REQUIREMENT -> Name every company and every processor architecture that the PCID passage below mentions.

EXTRACT ->
The situation for old processors is even worse. The growth of virtualization has put the TLB under more pressure than ever before, because with virtualization, the processor has to switch between kernels too, forcing extra TLB flushes. To reduce that overhead, a feature called Process Context ID (PCID) was introduced by Intel’s Westmere architecture, and a related instruction, INVPCID (invalidate PCID) with Haswell. With PCID enabled, the way the TLB is used and flushed changes. First, the TLB tags each entry with the PCID of the process that owns the entry. This allows two different mappings from the same virtual address to be stored in the TLB as long as they have a different PCID. Second, with PCID enabled, switching from one set of page tables to another doesn’t flush the TLB any more. Since each process can only use TLB entries that have the right PCID, there’s no need to flush the TLB each time.

While this seems obviously useful, especially for virtualization—for example, it might be possible to give each virtual machine its own PCID to cut out the flushing when switching between VMs—no major operating system bothered to add support for PCID. PCID was awkward and complex to use, so perhaps operating system developers never felt it was worthwhile. Haswell, with INVPCID, made using PCIDs a bit simpler by providing an instruction to explicitly force processors to discard TLB entries belonging to a particular PCID, but still there was zero uptake among mainstream operating systems.

EXTRACTED MATERIAL ->
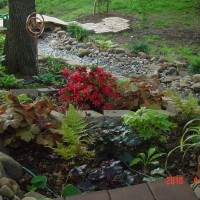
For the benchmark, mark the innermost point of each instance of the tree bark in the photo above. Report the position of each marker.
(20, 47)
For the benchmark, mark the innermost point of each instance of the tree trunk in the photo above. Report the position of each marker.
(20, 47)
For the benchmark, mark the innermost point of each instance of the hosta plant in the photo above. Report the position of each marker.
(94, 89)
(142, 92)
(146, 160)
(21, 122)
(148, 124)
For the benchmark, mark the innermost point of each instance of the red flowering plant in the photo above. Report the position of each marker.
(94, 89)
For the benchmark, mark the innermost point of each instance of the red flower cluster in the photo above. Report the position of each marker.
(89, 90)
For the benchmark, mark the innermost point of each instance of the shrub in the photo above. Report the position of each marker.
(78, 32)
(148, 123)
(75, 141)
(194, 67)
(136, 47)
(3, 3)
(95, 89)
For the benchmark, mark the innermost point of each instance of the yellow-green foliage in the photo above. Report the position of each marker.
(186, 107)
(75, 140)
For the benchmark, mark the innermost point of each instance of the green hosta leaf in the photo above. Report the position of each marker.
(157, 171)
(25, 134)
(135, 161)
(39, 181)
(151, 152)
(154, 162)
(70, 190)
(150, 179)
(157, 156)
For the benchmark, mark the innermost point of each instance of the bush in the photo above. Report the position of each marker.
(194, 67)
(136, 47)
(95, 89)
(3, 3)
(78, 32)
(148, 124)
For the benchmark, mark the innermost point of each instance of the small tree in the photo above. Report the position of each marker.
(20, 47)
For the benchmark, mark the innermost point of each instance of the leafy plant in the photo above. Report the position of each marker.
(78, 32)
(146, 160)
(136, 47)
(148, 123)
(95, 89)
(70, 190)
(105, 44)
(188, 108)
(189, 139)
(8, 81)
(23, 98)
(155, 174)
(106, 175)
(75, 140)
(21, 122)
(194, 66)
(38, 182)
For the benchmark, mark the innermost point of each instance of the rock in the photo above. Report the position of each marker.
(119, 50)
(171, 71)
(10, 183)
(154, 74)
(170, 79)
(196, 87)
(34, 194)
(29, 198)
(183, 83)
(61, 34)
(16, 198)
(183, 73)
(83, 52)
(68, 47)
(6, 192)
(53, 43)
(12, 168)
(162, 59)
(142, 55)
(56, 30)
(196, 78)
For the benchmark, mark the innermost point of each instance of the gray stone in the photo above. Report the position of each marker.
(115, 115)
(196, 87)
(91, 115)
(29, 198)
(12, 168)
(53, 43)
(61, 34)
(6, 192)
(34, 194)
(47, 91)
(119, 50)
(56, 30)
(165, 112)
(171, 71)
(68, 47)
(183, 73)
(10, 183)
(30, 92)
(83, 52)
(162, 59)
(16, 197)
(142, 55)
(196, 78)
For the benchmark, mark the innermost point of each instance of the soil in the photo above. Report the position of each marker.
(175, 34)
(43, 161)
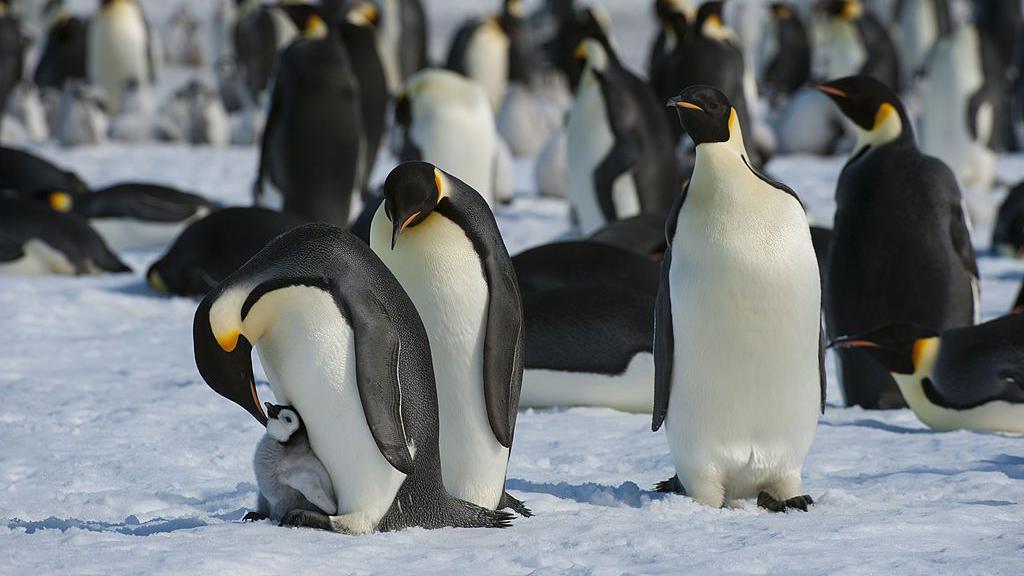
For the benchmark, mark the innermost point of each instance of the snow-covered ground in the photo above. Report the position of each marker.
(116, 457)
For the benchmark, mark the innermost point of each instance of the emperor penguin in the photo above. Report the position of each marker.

--

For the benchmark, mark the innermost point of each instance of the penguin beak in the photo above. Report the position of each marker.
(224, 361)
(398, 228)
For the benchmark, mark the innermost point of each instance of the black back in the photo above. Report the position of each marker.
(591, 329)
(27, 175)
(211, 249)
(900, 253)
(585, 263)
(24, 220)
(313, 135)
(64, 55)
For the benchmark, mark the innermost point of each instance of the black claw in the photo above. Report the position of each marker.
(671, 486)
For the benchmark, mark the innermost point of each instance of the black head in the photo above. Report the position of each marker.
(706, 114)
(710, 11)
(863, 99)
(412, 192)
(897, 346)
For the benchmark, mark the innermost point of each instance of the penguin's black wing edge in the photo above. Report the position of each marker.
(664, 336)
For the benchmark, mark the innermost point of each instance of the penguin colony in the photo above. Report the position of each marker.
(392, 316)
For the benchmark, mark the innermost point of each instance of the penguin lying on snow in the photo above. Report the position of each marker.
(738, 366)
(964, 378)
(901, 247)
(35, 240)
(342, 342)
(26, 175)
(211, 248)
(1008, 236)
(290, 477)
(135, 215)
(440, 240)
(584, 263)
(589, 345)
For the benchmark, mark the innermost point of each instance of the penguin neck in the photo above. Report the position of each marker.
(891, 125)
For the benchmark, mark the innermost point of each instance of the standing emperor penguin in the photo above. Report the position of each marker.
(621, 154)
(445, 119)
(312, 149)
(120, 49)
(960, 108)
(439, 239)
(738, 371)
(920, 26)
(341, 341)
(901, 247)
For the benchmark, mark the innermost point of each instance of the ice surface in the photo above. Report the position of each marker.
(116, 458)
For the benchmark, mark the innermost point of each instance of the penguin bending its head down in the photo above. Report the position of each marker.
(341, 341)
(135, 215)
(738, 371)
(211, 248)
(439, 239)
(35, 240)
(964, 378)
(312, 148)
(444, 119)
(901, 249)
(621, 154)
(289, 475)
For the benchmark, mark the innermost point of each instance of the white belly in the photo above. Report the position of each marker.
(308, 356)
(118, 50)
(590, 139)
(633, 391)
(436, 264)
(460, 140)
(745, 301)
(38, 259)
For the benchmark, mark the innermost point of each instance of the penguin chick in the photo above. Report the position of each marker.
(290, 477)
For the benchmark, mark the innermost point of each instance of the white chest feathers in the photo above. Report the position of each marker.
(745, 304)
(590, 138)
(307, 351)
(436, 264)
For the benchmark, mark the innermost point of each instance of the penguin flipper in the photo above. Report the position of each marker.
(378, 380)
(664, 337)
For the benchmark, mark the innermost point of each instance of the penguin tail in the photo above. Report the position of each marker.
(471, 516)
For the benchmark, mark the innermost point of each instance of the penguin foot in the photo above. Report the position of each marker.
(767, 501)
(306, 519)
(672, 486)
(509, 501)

---

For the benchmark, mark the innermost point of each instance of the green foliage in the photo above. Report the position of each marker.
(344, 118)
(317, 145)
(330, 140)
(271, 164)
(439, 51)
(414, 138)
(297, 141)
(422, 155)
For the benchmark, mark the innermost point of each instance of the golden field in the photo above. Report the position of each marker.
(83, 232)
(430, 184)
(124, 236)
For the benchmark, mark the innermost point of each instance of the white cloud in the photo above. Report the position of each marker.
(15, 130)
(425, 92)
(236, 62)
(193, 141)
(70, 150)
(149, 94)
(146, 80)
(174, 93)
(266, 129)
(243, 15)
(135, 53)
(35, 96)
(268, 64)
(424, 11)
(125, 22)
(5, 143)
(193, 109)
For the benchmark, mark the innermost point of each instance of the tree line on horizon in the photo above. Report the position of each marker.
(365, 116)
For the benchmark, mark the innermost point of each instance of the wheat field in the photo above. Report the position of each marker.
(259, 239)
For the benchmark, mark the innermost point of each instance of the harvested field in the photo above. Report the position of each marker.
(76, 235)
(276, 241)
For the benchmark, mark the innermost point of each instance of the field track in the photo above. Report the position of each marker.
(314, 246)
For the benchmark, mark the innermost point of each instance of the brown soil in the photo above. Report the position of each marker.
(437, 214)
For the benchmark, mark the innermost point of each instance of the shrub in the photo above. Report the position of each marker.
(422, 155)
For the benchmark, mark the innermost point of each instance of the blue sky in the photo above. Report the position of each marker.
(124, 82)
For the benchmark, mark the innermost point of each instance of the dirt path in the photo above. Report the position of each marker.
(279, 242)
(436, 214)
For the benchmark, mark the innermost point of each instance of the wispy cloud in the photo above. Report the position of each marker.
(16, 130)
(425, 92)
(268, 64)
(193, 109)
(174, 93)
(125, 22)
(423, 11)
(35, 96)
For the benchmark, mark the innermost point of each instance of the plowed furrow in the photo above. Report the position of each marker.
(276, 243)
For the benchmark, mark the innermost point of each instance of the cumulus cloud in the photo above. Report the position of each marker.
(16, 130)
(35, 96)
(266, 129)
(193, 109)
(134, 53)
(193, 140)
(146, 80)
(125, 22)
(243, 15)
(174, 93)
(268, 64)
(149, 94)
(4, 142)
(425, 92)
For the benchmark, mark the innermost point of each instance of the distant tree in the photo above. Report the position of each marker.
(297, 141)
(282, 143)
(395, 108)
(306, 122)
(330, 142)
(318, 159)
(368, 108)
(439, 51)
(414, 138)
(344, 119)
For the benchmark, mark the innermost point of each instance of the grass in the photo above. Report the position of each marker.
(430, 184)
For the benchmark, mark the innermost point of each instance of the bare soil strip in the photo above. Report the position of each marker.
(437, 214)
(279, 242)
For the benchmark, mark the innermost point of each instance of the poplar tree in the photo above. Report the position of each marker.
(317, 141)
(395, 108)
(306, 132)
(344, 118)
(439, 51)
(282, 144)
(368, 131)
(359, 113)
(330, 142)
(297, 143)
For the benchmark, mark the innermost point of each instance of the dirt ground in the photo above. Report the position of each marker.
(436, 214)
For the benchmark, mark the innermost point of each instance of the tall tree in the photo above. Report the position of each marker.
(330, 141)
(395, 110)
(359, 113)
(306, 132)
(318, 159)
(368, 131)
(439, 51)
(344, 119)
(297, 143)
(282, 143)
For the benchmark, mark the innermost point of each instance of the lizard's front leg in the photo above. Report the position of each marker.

EXPECTED ANSWER -> Intel, Westmere, Haswell